**TESTO**
-----
Perciò la Alchimia, che è la vera arte nel promuovere il sapere, non può essere condannata dalla Chiesa, in quanto la scelta tra il bene ed il male appartiene al libero arbitrio dell'uomo; quest’ultimo è frutto della sua ignoranza, ma l’ignoranza umana stessa è stata voluta dalla giustizia di Dio e quindi è un bene dal punto di vista del Dio Padre Onnipotente.

Quindi l’uomo può sbagliare provando e riprovando nella ricerca della Purezza, mentre Dio non può aver fatto assolutamente alcun errore né alcuna ingiustizia. Sulla base di tale ragionamento e convinzione

Raimoldo Lullo è rimasto famoso sia per la revisione di molti errori che egli attribuì ad errate convinzioni alchimiche di alcuni suoi contemporanei e predecessori, sia per la sua tenacia nel difendere e divulgare gli studi alchemici.

In seguito , pur lentamente gli studi alchemici sulla "trasmutazione" degli elementi, ottennero anche per il lavoro di difesa e di chiarezza impostato per primo da Raimondo Lullo, una profonda trasformazione concettuale che permise di realizzare in occidente lo sviluppo dell'alchimia in scienza chimica.

Firenze fu uno dei centri di sviluppo della Alchimia Rinascimentale proprio in quanto Cosimo I° dei Medici (1517-1574) fece tradurre e diffuse prima in latino e poi in volgare il "Corpus Alchemico" di Ermete Trimegisto. Cosimo dei Medici volle così importare a Firenze una nuova cultura in modo da rendere libera la Toscana dalle influenze del potere temporale dei Papi e quindi fu mecenate del rifiorire di una nuova cultura rinascimentale che ebbe origine da un processo di integrazione della antichissima cultura alchemica con la emergente capacità produttiva artigianale fiorentina nella fusione dei metalli, nella preparazione e la fissazione dei coloranti per le stoffe e gli arazzi e nella preparazione dei medicamenti in farmacia da parte della potente corporazione fiorentina degli "speziali". L'alchimia fu vista dal casato dei Medici come una cultura globale e quindi più adatta a salvare il mondo perfezionandone la sua natura, ivi compresa quella umana, con una finalità non limitata alla salvezza dell'uomo, come richiedeva la tradizionale impostazione culturale dell’alchimia di indole mistica; in tal senso la riscoperta della alchimia ermetica fu considerata a Firenze una utile componente di un processo di rinnovamento culturale capace di superare il medioevo.

Il risultato più evidente di un tale processo di integrazione culturale, tra alchimia ermetica e "arti e mestieri" del rinascimento, fu infatti quello di iniziare a mettere in dubbio l'utilità delle concezioni aristoteliche, che avevano rappresentato la cultura scientifica dominante nel medioevo, la quale si era perfettamente integrata nella tradizione cristiana ufficialmente accettata dalla Chiesa di Roma.
-----
**ESERCIZIO 1**
Nel testo sull'alchimia, riscrivi il passo che va da "Perciò la Alchimia, che" a "gli studi alchemici.", sostituendo "Purezza" con "Verità".
**ESERCIZIO 2**
Secondo il testo sull'alchimia, chi fece tradurre il "Corpus Alchemico" di Ermete Trimegisto?

Dati di espressioni referenziali:
-----
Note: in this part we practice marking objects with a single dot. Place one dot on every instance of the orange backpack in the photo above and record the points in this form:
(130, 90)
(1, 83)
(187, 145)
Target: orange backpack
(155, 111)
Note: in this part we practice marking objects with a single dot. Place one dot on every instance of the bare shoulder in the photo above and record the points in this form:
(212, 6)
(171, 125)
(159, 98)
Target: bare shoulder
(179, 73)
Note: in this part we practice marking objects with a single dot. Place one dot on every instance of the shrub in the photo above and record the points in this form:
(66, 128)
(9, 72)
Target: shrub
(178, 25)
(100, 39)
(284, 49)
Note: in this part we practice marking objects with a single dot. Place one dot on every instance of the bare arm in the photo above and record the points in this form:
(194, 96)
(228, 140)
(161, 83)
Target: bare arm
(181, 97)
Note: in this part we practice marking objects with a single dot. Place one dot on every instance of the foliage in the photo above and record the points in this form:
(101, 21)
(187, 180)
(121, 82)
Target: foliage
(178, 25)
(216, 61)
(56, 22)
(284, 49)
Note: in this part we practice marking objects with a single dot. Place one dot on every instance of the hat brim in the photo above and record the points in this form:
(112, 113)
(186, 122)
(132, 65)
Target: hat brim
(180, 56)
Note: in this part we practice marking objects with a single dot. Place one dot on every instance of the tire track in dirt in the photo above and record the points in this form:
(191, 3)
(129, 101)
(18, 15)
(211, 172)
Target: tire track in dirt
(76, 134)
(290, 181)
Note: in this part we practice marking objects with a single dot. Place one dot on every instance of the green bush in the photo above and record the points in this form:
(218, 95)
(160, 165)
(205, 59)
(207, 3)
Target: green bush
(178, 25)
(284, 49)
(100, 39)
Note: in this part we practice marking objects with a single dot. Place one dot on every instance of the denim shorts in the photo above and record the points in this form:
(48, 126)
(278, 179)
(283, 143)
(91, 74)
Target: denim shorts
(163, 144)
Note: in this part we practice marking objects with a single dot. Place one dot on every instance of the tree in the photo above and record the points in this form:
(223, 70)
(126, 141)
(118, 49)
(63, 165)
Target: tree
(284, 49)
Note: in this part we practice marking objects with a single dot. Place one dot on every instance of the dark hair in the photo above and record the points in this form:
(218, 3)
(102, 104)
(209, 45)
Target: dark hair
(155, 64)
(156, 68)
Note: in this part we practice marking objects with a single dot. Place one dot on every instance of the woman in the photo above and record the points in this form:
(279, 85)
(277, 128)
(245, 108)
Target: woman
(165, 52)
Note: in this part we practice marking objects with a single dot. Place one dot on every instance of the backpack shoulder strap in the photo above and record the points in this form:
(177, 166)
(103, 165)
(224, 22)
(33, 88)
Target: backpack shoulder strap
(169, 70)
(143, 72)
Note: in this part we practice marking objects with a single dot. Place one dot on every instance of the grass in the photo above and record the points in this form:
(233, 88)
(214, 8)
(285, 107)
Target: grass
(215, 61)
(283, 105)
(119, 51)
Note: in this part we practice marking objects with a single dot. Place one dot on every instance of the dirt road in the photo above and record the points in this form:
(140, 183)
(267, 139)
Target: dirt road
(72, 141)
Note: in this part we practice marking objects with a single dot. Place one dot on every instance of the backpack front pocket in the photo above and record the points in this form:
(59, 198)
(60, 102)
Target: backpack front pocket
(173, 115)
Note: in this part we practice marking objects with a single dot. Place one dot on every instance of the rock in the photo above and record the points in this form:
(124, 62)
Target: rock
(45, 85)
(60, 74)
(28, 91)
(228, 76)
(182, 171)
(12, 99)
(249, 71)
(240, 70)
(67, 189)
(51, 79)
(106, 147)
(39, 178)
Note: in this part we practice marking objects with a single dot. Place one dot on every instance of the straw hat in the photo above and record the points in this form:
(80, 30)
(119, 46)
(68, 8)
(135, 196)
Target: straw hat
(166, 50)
-----
**SPAZIO RISPOSTA 1**
Perciò la Alchimia, che è la vera arte nel promuovere il sapere, non può essere condannata dalla Chiesa, in quanto la scelta tra il bene ed il male appartiene al libero arbitrio dell'uomo; quest’ultimo è frutto della sua ignoranza, ma l’ignoranza umana stessa è stata voluta dalla giustizia di Dio e quindi è un bene dal punto di vista del Dio Padre Onnipotente.

Quindi l’uomo può sbagliare provando e riprovando nella ricerca della Verità, mentre Dio non può aver fatto assolutamente alcun errore né alcuna ingiustizia. Sulla base di tale ragionamento e convinzione

Raimoldo Lullo è rimasto famoso sia per la revisione di molti errori che egli attribuì ad errate convinzioni alchimiche di alcuni suoi contemporanei e predecessori, sia per la sua tenacia nel difendere e divulgare gli studi alchemici.

**SPAZIO RISPOSTA 2**
Cosimo I° dei Medici (1517-1574).